→ **Recorded data**

● ● ●

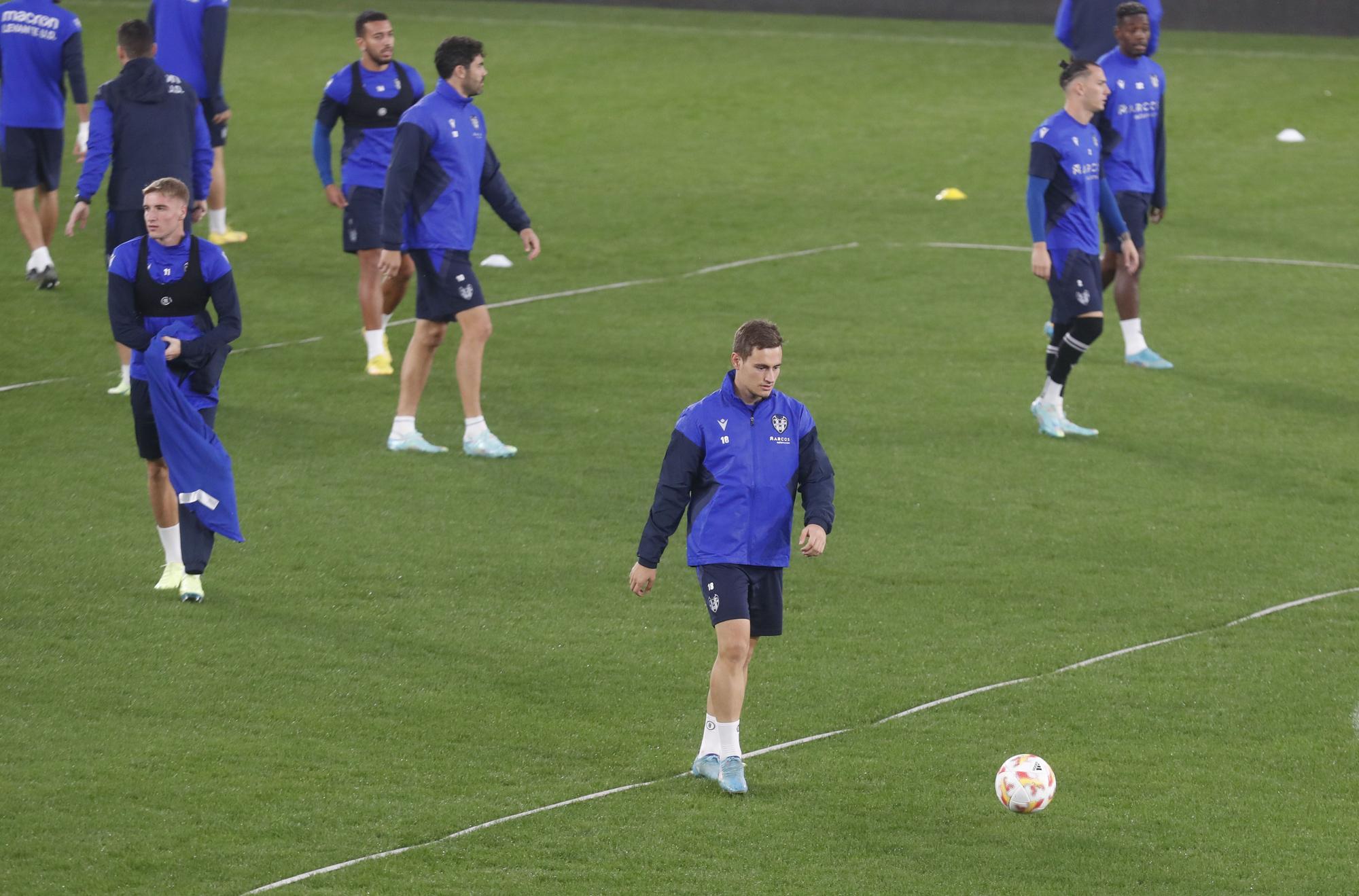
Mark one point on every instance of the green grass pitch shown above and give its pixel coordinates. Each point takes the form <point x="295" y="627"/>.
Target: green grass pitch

● ● ●

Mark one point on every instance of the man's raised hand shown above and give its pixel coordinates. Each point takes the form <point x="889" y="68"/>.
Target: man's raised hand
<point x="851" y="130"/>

● ● ●

→ **Work request**
Look above for the line containing "Mark one point on every instance of the green" and the line containing "Target: green grass pitch". Transcribe both, with the lines between them, exactly.

→ **Answer to this problem**
Mark one point on every instance of the green grass pitch shown above and give its pixel coordinates. Each point takes the form <point x="295" y="627"/>.
Target: green grass pitch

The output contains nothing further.